***** INPUT FOR THIS TASK *****

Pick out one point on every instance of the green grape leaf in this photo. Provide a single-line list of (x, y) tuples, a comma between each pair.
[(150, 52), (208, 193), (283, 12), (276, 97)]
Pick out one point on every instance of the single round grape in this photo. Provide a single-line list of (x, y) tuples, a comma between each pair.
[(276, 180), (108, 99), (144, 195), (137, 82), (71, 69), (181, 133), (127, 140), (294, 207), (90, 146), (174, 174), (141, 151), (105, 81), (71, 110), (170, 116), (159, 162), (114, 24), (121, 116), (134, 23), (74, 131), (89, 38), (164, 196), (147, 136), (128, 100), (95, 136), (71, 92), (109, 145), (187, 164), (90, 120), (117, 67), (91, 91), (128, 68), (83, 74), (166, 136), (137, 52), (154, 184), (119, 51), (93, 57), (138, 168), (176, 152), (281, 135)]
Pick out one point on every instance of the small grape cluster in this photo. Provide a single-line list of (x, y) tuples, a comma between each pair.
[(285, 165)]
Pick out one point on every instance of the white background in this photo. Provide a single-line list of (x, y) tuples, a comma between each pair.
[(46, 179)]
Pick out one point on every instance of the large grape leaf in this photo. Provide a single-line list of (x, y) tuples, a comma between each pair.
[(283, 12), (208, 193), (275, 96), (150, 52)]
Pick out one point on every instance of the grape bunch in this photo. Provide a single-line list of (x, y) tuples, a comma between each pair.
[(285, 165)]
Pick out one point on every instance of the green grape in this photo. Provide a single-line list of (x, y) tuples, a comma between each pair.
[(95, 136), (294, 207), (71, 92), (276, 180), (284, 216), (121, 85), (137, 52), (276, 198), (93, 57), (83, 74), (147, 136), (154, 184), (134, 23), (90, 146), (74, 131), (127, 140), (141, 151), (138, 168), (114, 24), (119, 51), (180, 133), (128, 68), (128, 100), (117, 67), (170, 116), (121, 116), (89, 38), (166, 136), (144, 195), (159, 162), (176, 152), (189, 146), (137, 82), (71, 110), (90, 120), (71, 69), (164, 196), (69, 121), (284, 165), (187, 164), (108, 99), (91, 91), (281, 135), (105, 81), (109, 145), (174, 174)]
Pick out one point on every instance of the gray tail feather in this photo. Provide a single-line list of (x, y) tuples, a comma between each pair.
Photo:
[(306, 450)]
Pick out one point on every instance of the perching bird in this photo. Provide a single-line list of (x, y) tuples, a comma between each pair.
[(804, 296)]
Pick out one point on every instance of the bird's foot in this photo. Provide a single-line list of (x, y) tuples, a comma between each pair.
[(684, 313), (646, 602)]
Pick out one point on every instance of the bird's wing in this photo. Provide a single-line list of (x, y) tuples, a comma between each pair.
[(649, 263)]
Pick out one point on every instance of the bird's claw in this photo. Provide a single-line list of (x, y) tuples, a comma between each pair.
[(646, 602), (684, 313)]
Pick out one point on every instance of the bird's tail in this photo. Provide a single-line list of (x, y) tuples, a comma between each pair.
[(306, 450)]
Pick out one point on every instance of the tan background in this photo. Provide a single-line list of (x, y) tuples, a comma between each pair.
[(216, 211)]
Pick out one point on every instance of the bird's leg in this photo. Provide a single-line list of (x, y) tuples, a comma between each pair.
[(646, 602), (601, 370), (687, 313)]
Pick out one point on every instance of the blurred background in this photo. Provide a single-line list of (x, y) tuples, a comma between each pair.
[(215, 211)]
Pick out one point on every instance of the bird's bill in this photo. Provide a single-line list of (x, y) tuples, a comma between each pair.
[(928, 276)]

*****

**WHAT THIS TASK INVOLVES**. Copy out every line of the records above, word for word and in the same order.

**THE SOLUTION**.
Pick out one point on every instance of the green grape leaf in this photo. Provide a single-line list of (x, y) tuples, a comma between each pair.
[(150, 52), (208, 193), (283, 12), (276, 97)]
Pick out one point on every instance of the single round grape in this photo. Provide a single-line list of (x, y) tuples, a comma between each pair.
[(276, 180), (108, 99), (144, 195), (137, 82), (71, 69), (181, 133), (127, 140), (294, 207), (90, 146), (174, 174), (141, 151), (105, 81), (71, 110), (170, 116), (159, 162), (114, 24), (121, 116), (134, 23), (74, 131), (89, 38), (164, 196), (147, 136), (128, 100), (95, 136), (71, 92), (109, 145), (187, 164), (90, 120), (117, 67), (91, 91), (128, 68), (83, 74), (166, 136), (137, 52), (154, 184), (119, 51), (93, 57), (138, 168), (176, 152), (281, 135)]
Pick out one point on every instance of the small grape cluster in this photo. Provide a single-line list of (x, y) tuples, a comma between each pair.
[(285, 165)]
Pick out one point on every instance of the white background in this photo. Provide a single-line list of (x, y) tuples, a comma between each pair.
[(46, 179)]
Pick out one point on every instance of the large grape leaf in this photo. Provide a single-line list of (x, y) tuples, a comma between each pair.
[(283, 12), (208, 193), (275, 96), (150, 52)]
Pick out one point on every instance of the grape bunch in this photo. Provide a single-line list of (x, y) tuples, a comma between each pair.
[(285, 165)]
Pick out one point on every instance of the green grape in this photo. Provide a single-line list of (x, y) tuples, a comma between each pair.
[(95, 136), (294, 207), (71, 92), (276, 180), (284, 216), (121, 85), (137, 52), (276, 198), (93, 57), (83, 74), (147, 136), (154, 184), (134, 23), (90, 146), (74, 131), (127, 140), (141, 151), (138, 168), (114, 24), (119, 51), (180, 133), (128, 68), (128, 100), (117, 67), (170, 116), (121, 116), (89, 38), (166, 136), (144, 195), (159, 162), (176, 152), (189, 146), (137, 82), (71, 110), (90, 120), (71, 69), (164, 196), (69, 121), (284, 165), (187, 164), (108, 99), (91, 91), (281, 135), (105, 81), (109, 145), (174, 174)]
Pick out one point on every instance of the gray tail feather in this photo. Provide a single-line list of (x, y) tuples, a comma between each pair.
Photo:
[(306, 450)]
Pick out one point on every instance of the perching bird in this photo. Provide a single-line list of (x, y) tuples, a comma between each pair.
[(804, 296)]
Pick out one point on every instance of the bird's foot in this photo. Provide a single-line list of (x, y) tuples, a comma between each pair.
[(684, 313), (646, 602)]
Pick out one point on every instance of the bird's wing in this photo. Provide a single-line list of (x, y) tuples, a comma between each pair.
[(649, 263)]
Pick out one point on every instance of the bird's claw in this photo. Provide a single-line list of (x, y) tuples, a comma between each pair.
[(646, 602), (684, 313)]
Pick out one point on every instance of the bird's tail in this photo. Provide a single-line list of (x, y) tuples, a comma between each pair.
[(306, 450)]
Pick out one point on every instance of the tan background in this photo. Provide a single-line list of (x, y) tuples, a comma between each pair.
[(216, 211)]
Pick out one point on every instance of the bird's leg in this photo. Provide a single-line list of (x, y) tuples, a comma between each pair.
[(646, 602), (601, 370), (687, 313)]
Pick out one point on every instance of the blurred background in this photo. Provide a single-line list of (x, y) tuples, a comma between each pair.
[(215, 211)]
Pick out one point on every instance of the bird's bill in this photo. Provide a single-line list of (x, y) tuples, a comma between each pair.
[(928, 276)]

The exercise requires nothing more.